** SHORT TASK 1 **
Reproduce only the entries that run from the line containing "If you could mark the green" through the last entry, with both ends included and the requests kept. Adjust every answer point coordinate by adding -65 to each number, and leave the requests and their sample coordinates as they are.

** PROVIDED PASSAGE **
============================================================
European Research Centre for Anticorruption and State Building (ERCAS)
corruptionrisk.org | acrec.org.ua | ercas@hertie-school.org
We need to collect needs based on multiple sources, involve civil society from planning to audit, set targets for both the public procurement process and outcomes and tie them to the performance evaluation of a newly trained generation of public managers in charge of allocating and managing reconstruction funds.
Nothing creates more opportunities for corruption than war. But a war where foreign money pours in is bound to multiply exponentially such opportunities, especially in an already enabling environment. An estimation based on Forbes billionaires database by The Economist magazine found that in 2021, Russia topped the world when comparing crony versus non-crony sectors’ contribution to GDP: but Ukraine also came in fifth place, nearing 40% of Russia’s bad performance (see Figure 2). However, Ukraine had embarked in a variety of serious reforms prior to the Russian invasion (see Figure 1): but none triggered the self-sustainable virtuous circle able to clean the country, in a manner similar to the earlier success stories of Estonia and Georgia. Hence the lack of popularity of both Presidents Poroshenko and Zelensky with Ukrainian civil society before the war.
This short text presents five clear issues that the reconstruction has to grapple with and indicates the type of solutions. This is not a detailed report, but simply a statement of principles needed for a sound reconstruction.
Figure 1. Enablers and disablers of corruption in Ukraine 2021.
Source: www.againstcorruption.eu
Issue number one is how to organize an evidence-based needs assessment. Public procurement is often corrupted before it has even taken place, by discretionary purchases or distorted terms of reference. A central system based on a validation mechanism (at least two sources) and a decentralized and plural data collection, relying on transparently published needs statement at the local level may alleviate a part of the risk. Due consideration needs to be given to avoid the reconstruction turning into either a Samaritan dilemma, where the purchases are driven by the needs of the suppliers rather than the ones of the buyers, or a locally captured process, where higher kickbacks from more concentrated rents get priority over the rest. At such a scale of destruction, this is no easy task. This is why the collection of information should rely on civil society (in the broadest sense- including the private sector and communities, not only NGOs), on local government and central government, with findings triangulated in a central mechanism (as an online map with various categories). This can be completed with special reports on specialized areas commissioned to international NGOs which have experience working in disaster areas of developing countries. Development agencies such as the World Bank or UNDP could contribute to the centralization of the needs assessment.
Figure 2. The Economist crony capitalism assessment 2021.
Issue number two is how centralized should the reconstruction process be. It is natural that the government of Ukraine wants to have ownership of the process, but we know from international experience that the ownership that guards against corruption is one exercised by the whole society, not just the recipient country’s government. The proposals of civil society to create a central purchasing body run by NGOs, both national and international are too radical to have a realistic choice of being accepted. However, a middle ground exists. The model, albeit just as a starting point, are the integrity pacts that the European Commission funds to enable civil society: Transparency International and national anticorruption NGOs- to audit the procurement process at the national level. As it stands, the model (funded by DG Regio) is a good idea poorly put into practice. The governments select what contracts civil society can audit (therefore setting aside those that matter to them), and the process is technologically primitive, based on a few observations instead of the observation of all data and follow-up of red flags. For Ukraine, which already has pro-Zorro, a far better process can be constructed, where civil society is involved from the writing of terms of reference to the allocation, negotiation, signing and execution. Such a process would also create a sustainable model of good governance where representatives of the entire community would be involved on a permanent basis in procurement decisions. Central purchasing bodies tend to reduce corruption risk, but the involvement of civil society, especially the one with relevant knowledge and representation (geographical or sectorial) would be in this case the key to building sustainable good governance in Ukraine, both at the central and local level.
============================================================
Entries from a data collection
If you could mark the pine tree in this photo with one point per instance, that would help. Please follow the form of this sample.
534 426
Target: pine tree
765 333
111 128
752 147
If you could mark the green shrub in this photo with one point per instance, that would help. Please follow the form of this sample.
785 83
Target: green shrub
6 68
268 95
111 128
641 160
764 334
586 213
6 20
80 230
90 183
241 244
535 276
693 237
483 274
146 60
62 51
============================================================
** SHORT TASK 2 **
Quote the passage on corruption risks in Ukraine's reconstruction word for word, beginning at the words "European Research Centre" and stopping after "managing reconstruction funds.".

** TASK ANSWER 1 **
If you could mark the green shrub in this photo with one point per instance, that would help. Please follow the form of this sample.
785 83
Target: green shrub
-59 3
203 30
46 63
576 95
699 269
521 148
-59 -45
15 165
25 118
176 179
470 211
628 172
418 209
81 -5
-3 -14

** TASK ANSWER 2 **
European Research Centre for Anticorruption and State Building (ERCAS)
corruptionrisk.org | acrec.org.ua | ercas@hertie-school.org
We need to collect needs based on multiple sources, involve civil society from planning to audit, set targets for both the public procurement process and outcomes and tie them to the performance evaluation of a newly trained generation of public managers in charge of allocating and managing reconstruction funds.